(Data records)
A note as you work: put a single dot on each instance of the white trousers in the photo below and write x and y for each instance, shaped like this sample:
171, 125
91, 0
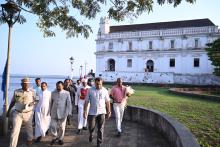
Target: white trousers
42, 124
58, 128
119, 112
82, 122
17, 119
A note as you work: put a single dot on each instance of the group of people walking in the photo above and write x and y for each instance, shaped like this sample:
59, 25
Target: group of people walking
50, 111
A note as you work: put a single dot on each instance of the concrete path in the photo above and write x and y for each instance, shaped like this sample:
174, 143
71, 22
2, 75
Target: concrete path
134, 135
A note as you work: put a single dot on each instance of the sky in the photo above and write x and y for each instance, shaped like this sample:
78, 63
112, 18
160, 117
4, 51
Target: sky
32, 54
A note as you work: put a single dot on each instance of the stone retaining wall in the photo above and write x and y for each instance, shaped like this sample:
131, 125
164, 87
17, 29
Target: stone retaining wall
177, 134
201, 96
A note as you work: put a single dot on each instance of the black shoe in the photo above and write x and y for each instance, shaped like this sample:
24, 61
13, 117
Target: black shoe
90, 138
119, 134
79, 131
38, 139
60, 142
47, 133
53, 141
85, 128
98, 145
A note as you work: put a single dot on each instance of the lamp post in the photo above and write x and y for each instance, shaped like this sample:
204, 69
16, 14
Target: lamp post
81, 70
71, 66
10, 13
85, 67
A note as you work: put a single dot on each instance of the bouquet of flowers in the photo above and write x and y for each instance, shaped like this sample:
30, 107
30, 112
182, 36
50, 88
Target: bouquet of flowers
128, 92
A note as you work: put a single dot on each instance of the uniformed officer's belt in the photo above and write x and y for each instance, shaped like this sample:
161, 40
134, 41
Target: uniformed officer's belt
22, 112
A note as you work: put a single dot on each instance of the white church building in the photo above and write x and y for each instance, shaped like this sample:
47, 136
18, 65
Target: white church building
164, 52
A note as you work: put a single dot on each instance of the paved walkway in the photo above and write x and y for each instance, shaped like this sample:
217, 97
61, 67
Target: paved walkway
134, 135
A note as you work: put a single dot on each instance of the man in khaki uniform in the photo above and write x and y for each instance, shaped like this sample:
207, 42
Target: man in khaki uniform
23, 105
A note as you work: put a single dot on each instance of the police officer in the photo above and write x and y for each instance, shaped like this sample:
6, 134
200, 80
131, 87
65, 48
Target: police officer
23, 105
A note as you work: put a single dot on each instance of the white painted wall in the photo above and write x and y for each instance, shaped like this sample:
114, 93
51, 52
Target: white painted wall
184, 52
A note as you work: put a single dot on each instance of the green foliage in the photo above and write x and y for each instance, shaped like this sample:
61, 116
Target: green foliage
202, 117
213, 50
61, 13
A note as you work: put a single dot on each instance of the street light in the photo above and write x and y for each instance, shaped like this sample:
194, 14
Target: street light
81, 70
71, 66
85, 67
10, 13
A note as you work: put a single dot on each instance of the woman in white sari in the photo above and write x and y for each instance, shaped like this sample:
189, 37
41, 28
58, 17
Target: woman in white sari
42, 113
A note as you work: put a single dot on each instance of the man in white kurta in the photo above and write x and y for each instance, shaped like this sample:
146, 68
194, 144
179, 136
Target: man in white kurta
81, 95
60, 108
42, 113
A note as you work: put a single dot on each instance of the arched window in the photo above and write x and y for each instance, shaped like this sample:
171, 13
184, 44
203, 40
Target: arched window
111, 65
150, 66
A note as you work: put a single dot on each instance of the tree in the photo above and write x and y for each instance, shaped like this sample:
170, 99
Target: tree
213, 50
53, 13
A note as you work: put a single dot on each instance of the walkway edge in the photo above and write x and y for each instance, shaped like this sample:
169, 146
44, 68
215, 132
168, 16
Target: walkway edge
176, 133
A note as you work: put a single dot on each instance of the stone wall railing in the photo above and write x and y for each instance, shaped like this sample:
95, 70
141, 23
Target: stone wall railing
177, 134
157, 33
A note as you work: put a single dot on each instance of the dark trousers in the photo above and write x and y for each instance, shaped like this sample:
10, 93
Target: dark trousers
100, 121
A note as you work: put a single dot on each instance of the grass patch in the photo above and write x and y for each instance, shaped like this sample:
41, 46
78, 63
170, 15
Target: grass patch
202, 117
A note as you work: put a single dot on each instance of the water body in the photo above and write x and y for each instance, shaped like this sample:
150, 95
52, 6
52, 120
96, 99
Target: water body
15, 83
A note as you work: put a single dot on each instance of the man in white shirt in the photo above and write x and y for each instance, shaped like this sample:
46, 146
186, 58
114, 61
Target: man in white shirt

### Task brief
Take every line above that includes "shirt" and list it.

### Written answer
A note as you work: put a single dot on each instance of the man in white shirt in the photo above and write x and y for each instance, shaped like this sample:
Target: man in white shirt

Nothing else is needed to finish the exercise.